Queremos tener certezas, queremos confiar en conducciones
fundadas en saberes que no generen sospechas. Estamos sentados en la
desconfianza porque los relatos desplegados no nos condujeron al fin deseado.
El sentimiento de fracaso se profundizó y con ello el bajón emocional depresivo
era esperable con sus acompañantes, la rabia, la agresión y el desprecio a los que sentimos responsables
de nuestro desengaño. Muy humano la pretensión de seguridad a la que aspiramos
pero imposible de alcanzar cuando de procesos sociales se trata. La vida es
incertidumbre, lo sabemos, pero en momentos límites como el que atravesamos
surgen esos pensamientos y deseos mágicos como recursos para mitigar el
desamparo. A ellos nos agarramos con furia y nos decimos “algún día
encontraremos al iluminado que con paso firme nos conduzca a la liberación
deseada” Es así como los aventureros alcanzan algunos días de gloria para
terminar siendo víctimas de nuevos y muy costosos fracasos.
Sin embargo el mundo de las ideas y en consecuencias la
conformación de nuevas organizaciones sociales surgen de los grandes
desconfiados. Descartes con una lucidez y hondura de pensamiento brillante se
propone acabar con el “fracaso” de veinte siglos de esfuerzos filosóficos. No
puede soportar lo dudoso y se promete encontrar un saber absolutamente seguro,
fuera de toda sospecha. Utilizando su método de la duda sistemática pone en
cuestionamiento tanto el mundo de los sentidos como al propio pensamiento. Su
gran pregunta fue ¿cómo hacemos para no ser engañados? Una vez roto el puente
entre el mundo de la realidad y el mundo del conocimiento tuvo que acudir a un
garante que le asegurara el no ser engañado. Ese garante fue Dios. Así comienza
la Modernidad y sus grandes relatos. Se cree con firmeza que la historia es
producto de la acción de los hombres y para arribar a fines deseados hay que
ser “fuerte” con consignas fuertes y con un compromiso fuerte, “patria o
muerte” sería uno de esos imperativos típico de los grandes relatos.
Entonces y para complicar más las cosas, siglos después llega
Lyotard con el postmodernismo y decreta la muerte de los cuatro grandes relatos
de la Modernidad: la religión, el marxismo, el capitalismo y el iluminismo. Lo
que tienen en común estas cosmovisiones es su visión teleológica de la
historia, acciones coordinadas de los hombres que van a un fin inexorable, no
puede sino cumplirse. Por ese fin que debe cumplirse los hombres han cometido
todo tipo de barbaridad, vaya si lo sabremos nosotros que por llegar tarde y
mal a la modernidad hicimos nuestra peor apuesta y estamos sufriendo sus
calamidades. Lo que Lyotard destaca es que no hay fin en las historias,
poniendo en duda y desconfiando de la plenitud a las que supuestamente conducen
estas ideologías. Estamos entonces condenados a lo que él llamo los pequeños
relatos. Nada espectacular, nada que despierte pasiones. Pequeñas cosas,
pequeños actos, diversos discursos, diferencias del lenguaje son las que van a
hacer sociedad. Ya Heidegger, Foucault y Nietzsche habían abonado el terreno.

Material proporcionado -
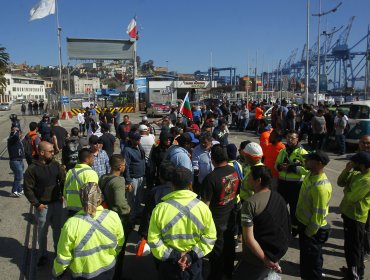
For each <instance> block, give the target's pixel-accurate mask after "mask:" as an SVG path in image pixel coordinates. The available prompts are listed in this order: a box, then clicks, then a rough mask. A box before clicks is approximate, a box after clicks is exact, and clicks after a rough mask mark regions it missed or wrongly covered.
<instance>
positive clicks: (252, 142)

Tareas -
A. Indica si cada afirmación concuerda con el texto sobre los grandes relatos. Responde sí o no y cita las palabras exactas del texto que lo deciden: (i) Descartes acudió a Dios como garante de no ser engañado; (ii) Lyotard decreta la muerte de tres grandes relatos de la Modernidad; (iii) la pretensión de seguridad es fácil de alcanzar en los procesos sociales.
B. Enumera todos los pensadores que se nombran en el texto sobre los grandes relatos.
C. Escribe la continuación del texto sobre los grandes relatos a partir de su última oración.

Respuestas en orden -
A.
(i) Sí: «Ese garante fue Dios.»
(ii) No: «decreta la muerte de los cuatro grandes relatos»
(iii) No: «pero imposible de alcanzar cuando de procesos sociales se trata.»

B. Descartes, Lyotard, Heidegger, Foucault, Nietzsche

C.
La historia es una suerte de caleidoscopio, de multiplicidad de hechos. No hay
garante y los hombres se quedan más solos en su incertidumbre. Y por supuesto
Freud viene a empeorar el cuadro cuando nos advierte que ni siquiera somos
dueños de nuestros actos, deseos e impulsos dado que hay un inconsciente, que
está allí, haciendo malas jugadas.
La mentalidad de los hombres, en todas las eras, es “duras de
matar” quedamos aferrados a imagos tranquilizadores y a las primera de cambio
podemos retroceder siglos de comprensión de nuestro devenir y tragedias. Por
estar creyendo en salvadores nos encontramos hundidos y con un país desbastado.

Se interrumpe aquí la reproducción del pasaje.